*WRITTEN TASK A*.
Answer these questions using the passage on offshore wind grid control:
(i) What does the reactive current of the wind turbine control?
(ii) Where does the centralized control obtain its measurements?
(iii) What do the approaches in [22,23] use only for initialization?

*GIVEN PASSAGE*.
begin

All the controls proposed for the WTs connected to the DR-based HVDC system used the principal WT active current, active power, to regulate its output voltage amplitude. In contrast, the reactive current of WT controls the offshore frequency. The difference between them is how to obtain the references and communication mode, but all the controllers proposed to modify the firmware of commercial wind turbines. The solution proposed in this article does not have to modify any aspect of the commercial wind turbine.
The centralized control has good performance in islanded and grid-connected modes. It obtains measurements at the point of common connection, which leads to the need for a high-speed communication grid. In the PLL distributed control, the main grid-forming scheme is based on the PLL equipment, which synchronizes directly to the WTs, dismissing the need for communication. Furthermore, the decentralized control uses the references of the external control, obtains the measurements, and communicates directly with the WT; with appropriate system communication, this control can operate stably and is experimentally proven in this work.
One of the main gaps to investigate is how to initialize the isolated offshore grid since there is no external power supply with the DR system. The WT connected to the DR system has an additional purpose of implementing grid formation control.
In the current literature, some ways to solve the black start are presented, as in [17,18], which proposes different topologies and controls, always with external elements or significant control variations in the converters. Moreover, [19,20,21] offer several forms of control that act in part of the OWF system; these proposed controls have satisfactory theoretical results, but also with a great variation of the control of the WTs.
In [22,23], the aim is to initialize the system with external elements, using batteries and converters only for initialization. It is also a way to do it, but it dictates that these elements are always present for a reboot, increasing the total cost and size of the solution.

end

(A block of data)
begin

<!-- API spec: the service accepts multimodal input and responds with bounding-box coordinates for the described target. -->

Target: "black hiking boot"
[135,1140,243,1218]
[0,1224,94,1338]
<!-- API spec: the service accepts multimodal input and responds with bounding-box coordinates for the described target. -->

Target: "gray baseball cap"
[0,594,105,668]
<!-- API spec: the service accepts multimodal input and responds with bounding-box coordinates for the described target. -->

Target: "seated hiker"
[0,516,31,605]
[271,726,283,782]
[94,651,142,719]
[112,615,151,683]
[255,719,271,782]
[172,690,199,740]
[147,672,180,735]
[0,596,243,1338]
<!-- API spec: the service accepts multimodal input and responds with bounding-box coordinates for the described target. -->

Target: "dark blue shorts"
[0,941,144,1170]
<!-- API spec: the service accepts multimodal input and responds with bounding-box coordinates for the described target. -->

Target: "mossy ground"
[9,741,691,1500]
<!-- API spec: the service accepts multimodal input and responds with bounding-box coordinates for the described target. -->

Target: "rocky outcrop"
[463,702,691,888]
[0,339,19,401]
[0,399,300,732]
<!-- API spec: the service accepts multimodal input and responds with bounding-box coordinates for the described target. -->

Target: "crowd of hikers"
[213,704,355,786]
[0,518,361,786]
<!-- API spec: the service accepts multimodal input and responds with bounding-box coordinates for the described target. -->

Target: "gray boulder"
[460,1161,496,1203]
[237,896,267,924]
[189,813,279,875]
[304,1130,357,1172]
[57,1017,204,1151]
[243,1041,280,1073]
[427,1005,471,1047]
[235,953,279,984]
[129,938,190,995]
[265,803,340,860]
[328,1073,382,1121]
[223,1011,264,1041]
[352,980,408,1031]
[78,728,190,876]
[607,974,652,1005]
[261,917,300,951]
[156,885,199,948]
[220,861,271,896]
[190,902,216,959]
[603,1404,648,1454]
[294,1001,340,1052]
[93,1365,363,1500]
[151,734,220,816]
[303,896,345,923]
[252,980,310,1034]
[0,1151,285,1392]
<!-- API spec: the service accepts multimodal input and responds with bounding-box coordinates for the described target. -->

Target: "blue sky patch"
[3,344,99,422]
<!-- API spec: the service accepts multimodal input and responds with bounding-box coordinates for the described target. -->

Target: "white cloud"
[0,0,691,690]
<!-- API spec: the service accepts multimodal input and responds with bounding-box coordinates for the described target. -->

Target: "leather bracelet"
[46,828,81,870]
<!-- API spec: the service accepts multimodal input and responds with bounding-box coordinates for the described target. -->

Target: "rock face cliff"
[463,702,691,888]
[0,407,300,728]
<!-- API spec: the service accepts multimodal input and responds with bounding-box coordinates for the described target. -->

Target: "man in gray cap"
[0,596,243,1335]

end

*WRITTEN TASK B*.
Select every line in the entries that contains the string "blue", and copy each one. Case matters.

*COMPLETE OUTPUT A*.
(i) The offshore frequency.
(ii) At the point of common connection.
(iii) Batteries and converters.

*COMPLETE OUTPUT B*.
Target: "dark blue shorts"
Target: "blue sky patch"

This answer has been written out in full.